- Set problem 1:
In the Tijuana border report, how many migrants did local authorities say were arrested?
- Set problem 2:
Carry on the Tijuana border report from the point where it stops.

====== Document segment ======

PHOTOS: Migrants try to breach border at Tijuana — U.S. agents fire tear gas

A migrant family from Honduras, part of a caravan of thousands traveling from Central America en route to the U.S., runs from tear gas released by U.S. border patrol agents near the fence between Mexico and the U.S. in Tijuana, Mexico, on Sunday. (Photo: Kim Kyung-Hoon/Reuters)
A migrant family from Honduras, part of a caravan of thousands traveling from Central America en route to the U.S., runs from tear gas released by U.S. border patrol agents near the fence between Mexico and the U.S. in Tijuana, Mexico, on Sunday. (Photo: Kim Kyung-Hoon/Reuters)

TIJUANA, Mexico (AP) — Mexico pledged to shore up security near its border with the U.S. and local authorities said that 39 migrants were arrested after a peaceful march devolved into chaos when U.S. agents fired tear gas into Mexico to stop some migrants who tried to breach the border.

Mexico’s Interior Ministry said Sunday it would immediately deport those who tried to “violently” enter the U.S. from Tijuana. Meanwhile, Tijuana’s municipal government said that more than three dozen migrants were arrested for disturbing the peace and other charges stemming from the march and what followed.

====== Provided material ======

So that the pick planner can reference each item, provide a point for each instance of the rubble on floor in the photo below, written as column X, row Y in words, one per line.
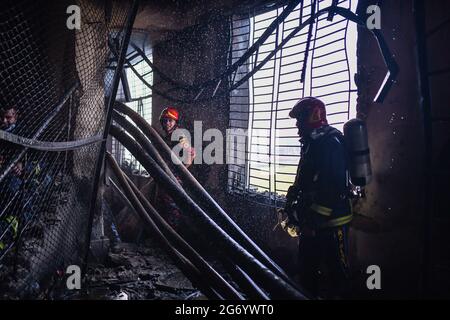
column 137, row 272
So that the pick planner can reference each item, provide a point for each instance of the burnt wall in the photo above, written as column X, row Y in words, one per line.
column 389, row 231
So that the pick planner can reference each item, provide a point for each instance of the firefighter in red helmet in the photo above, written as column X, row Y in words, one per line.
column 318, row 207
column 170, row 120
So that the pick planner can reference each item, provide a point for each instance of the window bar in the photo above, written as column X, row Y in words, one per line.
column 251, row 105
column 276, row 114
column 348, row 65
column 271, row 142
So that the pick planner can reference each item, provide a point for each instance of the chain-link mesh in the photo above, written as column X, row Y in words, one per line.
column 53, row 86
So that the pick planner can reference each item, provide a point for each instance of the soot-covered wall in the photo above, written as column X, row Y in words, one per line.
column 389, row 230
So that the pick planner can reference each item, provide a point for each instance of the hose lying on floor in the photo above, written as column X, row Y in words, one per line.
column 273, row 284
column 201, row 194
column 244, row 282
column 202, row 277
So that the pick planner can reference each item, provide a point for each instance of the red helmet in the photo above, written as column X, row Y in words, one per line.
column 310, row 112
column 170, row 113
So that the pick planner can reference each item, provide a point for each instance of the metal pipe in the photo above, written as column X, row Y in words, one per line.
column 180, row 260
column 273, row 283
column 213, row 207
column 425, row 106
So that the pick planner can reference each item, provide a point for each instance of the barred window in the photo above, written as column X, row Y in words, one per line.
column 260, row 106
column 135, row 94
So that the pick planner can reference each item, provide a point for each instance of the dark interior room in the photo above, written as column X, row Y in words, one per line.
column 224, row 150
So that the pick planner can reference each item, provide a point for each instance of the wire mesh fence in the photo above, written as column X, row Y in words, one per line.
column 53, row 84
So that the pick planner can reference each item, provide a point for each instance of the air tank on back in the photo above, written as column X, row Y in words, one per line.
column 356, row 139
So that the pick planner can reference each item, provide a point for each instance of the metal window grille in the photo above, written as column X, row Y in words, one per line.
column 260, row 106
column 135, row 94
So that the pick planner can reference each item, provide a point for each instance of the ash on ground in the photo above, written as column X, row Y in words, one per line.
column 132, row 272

======
====== Provided material ======

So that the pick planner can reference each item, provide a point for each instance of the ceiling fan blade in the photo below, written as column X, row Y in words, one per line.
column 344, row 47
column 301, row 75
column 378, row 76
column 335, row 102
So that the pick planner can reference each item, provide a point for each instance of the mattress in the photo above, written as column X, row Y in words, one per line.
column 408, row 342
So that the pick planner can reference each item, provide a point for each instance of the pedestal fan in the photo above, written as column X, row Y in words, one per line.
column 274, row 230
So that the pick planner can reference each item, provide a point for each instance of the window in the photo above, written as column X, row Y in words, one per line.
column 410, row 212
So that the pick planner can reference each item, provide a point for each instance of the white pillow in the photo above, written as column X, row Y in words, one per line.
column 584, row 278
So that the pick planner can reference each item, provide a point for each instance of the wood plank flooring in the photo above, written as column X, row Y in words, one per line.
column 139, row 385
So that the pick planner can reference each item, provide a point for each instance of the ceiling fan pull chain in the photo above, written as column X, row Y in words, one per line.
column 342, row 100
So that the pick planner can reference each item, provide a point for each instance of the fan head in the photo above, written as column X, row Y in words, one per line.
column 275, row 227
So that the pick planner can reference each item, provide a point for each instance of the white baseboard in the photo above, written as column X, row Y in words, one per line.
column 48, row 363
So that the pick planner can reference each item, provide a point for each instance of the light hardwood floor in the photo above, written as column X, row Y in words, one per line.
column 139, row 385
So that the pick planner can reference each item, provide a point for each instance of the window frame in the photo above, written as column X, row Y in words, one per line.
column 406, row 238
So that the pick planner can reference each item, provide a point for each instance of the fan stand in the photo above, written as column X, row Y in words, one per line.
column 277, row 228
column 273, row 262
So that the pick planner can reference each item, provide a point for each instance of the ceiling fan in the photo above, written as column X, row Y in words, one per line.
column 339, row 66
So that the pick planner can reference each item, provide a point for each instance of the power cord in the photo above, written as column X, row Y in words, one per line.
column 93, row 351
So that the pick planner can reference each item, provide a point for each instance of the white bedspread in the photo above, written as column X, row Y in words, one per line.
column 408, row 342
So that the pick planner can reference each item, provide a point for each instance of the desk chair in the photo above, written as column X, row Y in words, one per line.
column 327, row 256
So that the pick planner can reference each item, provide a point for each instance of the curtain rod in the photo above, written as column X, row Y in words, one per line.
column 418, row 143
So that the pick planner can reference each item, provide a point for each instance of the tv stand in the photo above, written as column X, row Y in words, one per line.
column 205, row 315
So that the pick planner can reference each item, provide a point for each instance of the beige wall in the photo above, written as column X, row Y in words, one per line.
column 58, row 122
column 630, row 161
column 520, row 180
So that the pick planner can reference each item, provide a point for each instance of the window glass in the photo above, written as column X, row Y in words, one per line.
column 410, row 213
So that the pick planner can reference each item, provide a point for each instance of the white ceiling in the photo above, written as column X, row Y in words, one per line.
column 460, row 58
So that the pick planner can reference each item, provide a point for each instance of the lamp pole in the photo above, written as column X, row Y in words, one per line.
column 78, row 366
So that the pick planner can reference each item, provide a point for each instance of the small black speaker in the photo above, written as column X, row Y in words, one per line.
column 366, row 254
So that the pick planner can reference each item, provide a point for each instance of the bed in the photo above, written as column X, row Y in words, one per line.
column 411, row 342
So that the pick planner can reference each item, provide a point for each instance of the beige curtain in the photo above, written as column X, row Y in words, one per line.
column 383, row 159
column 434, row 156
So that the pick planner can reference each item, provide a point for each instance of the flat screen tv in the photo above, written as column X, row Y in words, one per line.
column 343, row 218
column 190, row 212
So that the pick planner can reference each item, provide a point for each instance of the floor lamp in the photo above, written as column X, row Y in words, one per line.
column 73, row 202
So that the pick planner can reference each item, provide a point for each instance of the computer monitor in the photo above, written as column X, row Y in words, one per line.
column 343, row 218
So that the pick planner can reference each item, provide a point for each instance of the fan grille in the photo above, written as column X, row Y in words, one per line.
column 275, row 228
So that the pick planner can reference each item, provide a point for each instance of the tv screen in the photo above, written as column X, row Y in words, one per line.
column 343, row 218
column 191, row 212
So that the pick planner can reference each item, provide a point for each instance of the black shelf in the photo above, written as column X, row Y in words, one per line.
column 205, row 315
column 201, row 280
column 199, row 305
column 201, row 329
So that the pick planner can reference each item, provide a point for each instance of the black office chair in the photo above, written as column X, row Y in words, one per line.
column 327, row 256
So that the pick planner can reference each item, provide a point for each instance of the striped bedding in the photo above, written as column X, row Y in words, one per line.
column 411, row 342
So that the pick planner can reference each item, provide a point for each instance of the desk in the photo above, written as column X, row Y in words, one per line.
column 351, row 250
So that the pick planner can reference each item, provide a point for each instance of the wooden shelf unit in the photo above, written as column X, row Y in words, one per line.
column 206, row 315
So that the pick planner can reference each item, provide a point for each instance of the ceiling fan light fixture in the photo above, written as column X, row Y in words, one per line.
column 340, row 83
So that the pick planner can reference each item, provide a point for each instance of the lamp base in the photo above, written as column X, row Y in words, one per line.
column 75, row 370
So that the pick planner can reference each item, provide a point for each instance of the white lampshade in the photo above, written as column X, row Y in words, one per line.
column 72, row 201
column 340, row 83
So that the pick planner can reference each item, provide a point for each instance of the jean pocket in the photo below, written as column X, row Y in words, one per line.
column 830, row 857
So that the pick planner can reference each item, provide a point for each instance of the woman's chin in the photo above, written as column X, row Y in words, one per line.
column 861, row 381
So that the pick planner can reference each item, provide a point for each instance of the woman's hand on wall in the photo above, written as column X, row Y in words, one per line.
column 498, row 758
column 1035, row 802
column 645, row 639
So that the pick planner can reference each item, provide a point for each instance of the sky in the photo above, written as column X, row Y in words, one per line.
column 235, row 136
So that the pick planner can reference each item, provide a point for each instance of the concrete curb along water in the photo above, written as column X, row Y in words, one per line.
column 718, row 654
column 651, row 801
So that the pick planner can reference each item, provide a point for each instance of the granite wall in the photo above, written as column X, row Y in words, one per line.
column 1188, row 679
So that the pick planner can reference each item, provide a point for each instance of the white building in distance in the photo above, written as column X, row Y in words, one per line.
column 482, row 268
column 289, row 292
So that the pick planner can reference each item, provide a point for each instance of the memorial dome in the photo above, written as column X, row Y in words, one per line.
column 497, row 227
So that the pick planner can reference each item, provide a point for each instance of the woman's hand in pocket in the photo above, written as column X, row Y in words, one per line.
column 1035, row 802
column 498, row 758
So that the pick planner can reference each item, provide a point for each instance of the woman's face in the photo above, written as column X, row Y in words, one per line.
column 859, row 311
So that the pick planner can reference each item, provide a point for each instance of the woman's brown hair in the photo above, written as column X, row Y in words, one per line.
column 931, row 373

======

- Exercise result 1:
39 migrants.

- Exercise result 2:
The vast majority of the more than 5,000 Central American migrants camped out for more than a week at a sports complex in Tijuana returned to their makeshift shelter to line up for food and recuperate from an unsettling afternoon.

Migrants, part of a caravan of thousands from Central America trying to reach the U.S., return to Mexico after being hit by tear gas by U.S. Customs and Border Protection after attempting to illegally cross the border wall and enter the U.S. from Tijuana, Mexico, on Sunday. (Photo: Adrees Latif/Reuters)
Migrants, part of a caravan of thousands from Central America trying to reach the U.S., return to Mexico after being hit by tear gas by U.S. Customs and Border Protection after attempting to illegally cross the border wall and enter the U.S. from Tijuana, Mexico, on Sunday. (Photo: Adrees Latif/Reuters)

Lurbin Sarmiento, 26, of Copan, Honduras, walked back to the sports complex with her 4-year-old daughter, shaken by what had unfolded a short time earlier at the Tijuana River and U.S. border.

She had been at the bottom of the river, a concrete riverbed conveying a trickle of water, near the border with her daughter when U.S. agents fired tear gas.

“We ran, but the smoke always reached us and my daughter was choking,” Sarmiento said.

She said she never would have gotten that close with her daughter if she thought there would be gas.

The gas reached hundreds of migrants protesting near the border after some of them attempted to get through the fencing and wire separating the two countries. American authorities shut down the nation’s busiest border crossing at San Ysidro for several hours at the end of the Thanksgiving weekend.

Mexican police run as they try to keep migrants from getting past the Chaparral border crossing in Tijuana, Mexico, on Sunday near San Ysidro, Calif. (Photo: Ramon Espinosa/AP)
Mexican police run as they try to keep migrants from getting past the Chaparral border crossing in Tijuana, Mexico, on Sunday near San Ysidro, Calif. (Photo: Ramon Espinosa/AP)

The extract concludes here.